EXERCISE DETAILS -> Can you reproduce the records starting at the line that contains "In the picture above, where can the sandy" and ending at the end of the records, requests included, but rescale every coordinate in the answers by 2.15? Round each result to a whole number, with halves going up.

── INFORMATION SUPPLIED ──

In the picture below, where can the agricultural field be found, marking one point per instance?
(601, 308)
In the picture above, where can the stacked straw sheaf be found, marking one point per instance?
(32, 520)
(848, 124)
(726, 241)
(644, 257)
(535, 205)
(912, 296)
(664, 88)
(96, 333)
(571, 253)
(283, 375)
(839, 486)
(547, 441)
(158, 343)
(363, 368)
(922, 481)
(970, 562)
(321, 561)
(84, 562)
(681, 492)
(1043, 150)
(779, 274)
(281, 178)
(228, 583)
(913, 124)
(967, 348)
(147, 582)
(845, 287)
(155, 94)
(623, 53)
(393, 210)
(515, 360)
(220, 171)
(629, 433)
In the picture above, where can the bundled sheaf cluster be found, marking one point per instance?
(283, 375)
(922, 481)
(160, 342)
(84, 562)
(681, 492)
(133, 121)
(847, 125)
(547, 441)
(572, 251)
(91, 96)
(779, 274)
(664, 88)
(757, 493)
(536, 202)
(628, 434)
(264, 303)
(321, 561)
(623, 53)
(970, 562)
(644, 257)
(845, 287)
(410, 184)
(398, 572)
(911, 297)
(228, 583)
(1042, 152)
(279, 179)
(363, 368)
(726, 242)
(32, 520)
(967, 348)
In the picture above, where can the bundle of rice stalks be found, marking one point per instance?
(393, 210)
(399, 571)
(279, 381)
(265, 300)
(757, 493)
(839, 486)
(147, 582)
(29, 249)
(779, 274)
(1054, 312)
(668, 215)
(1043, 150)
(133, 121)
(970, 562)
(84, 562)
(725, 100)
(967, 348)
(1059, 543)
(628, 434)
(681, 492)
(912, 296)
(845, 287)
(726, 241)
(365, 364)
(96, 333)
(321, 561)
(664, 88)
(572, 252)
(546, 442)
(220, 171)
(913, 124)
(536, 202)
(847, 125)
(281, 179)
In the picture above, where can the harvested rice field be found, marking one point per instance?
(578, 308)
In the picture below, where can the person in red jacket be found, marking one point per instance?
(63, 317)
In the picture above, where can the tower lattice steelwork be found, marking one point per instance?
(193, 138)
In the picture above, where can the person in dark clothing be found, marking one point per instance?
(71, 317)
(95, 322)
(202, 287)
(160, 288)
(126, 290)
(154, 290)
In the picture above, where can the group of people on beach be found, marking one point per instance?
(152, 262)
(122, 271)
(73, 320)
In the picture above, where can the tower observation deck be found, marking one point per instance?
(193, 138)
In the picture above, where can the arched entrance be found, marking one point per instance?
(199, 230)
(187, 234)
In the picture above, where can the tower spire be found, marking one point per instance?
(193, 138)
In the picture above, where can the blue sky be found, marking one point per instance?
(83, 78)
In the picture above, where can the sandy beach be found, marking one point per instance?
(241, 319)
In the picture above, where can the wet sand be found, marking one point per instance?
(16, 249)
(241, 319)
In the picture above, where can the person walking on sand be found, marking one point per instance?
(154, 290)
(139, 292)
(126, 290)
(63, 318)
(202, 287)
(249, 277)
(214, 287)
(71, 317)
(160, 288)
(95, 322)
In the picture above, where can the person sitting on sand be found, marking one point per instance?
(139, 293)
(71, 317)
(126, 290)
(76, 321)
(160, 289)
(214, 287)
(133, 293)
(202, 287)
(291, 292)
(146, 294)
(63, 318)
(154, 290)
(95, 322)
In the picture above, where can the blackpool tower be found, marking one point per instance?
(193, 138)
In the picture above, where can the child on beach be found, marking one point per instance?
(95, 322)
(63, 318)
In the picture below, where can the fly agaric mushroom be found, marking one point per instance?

───

RESULT ->
In the picture above, where can the sandy beach be found, marking one point per instance?
(518, 686)
In the picture above, where can the wet sand be found, marking one point per instance?
(34, 535)
(518, 686)
In the picture above, where can the person walking on sand be found, marking one point per instance?
(331, 624)
(299, 628)
(271, 624)
(135, 684)
(434, 617)
(535, 596)
(460, 617)
(153, 682)
(344, 619)
(204, 692)
In the picture above, where can the person sitting on sand be found, marking one point per instance?
(299, 630)
(153, 682)
(271, 624)
(163, 690)
(344, 621)
(460, 617)
(286, 630)
(434, 617)
(626, 628)
(314, 632)
(135, 684)
(331, 624)
(204, 692)
In the picture above, where can the blackpool tower be found, marking one point per instance?
(415, 297)
In the picture above, where can the child on beach be found, marking one point per instance?
(204, 692)
(135, 684)
In the picture below, where can the fly agaric mushroom be found, marking one point per instance?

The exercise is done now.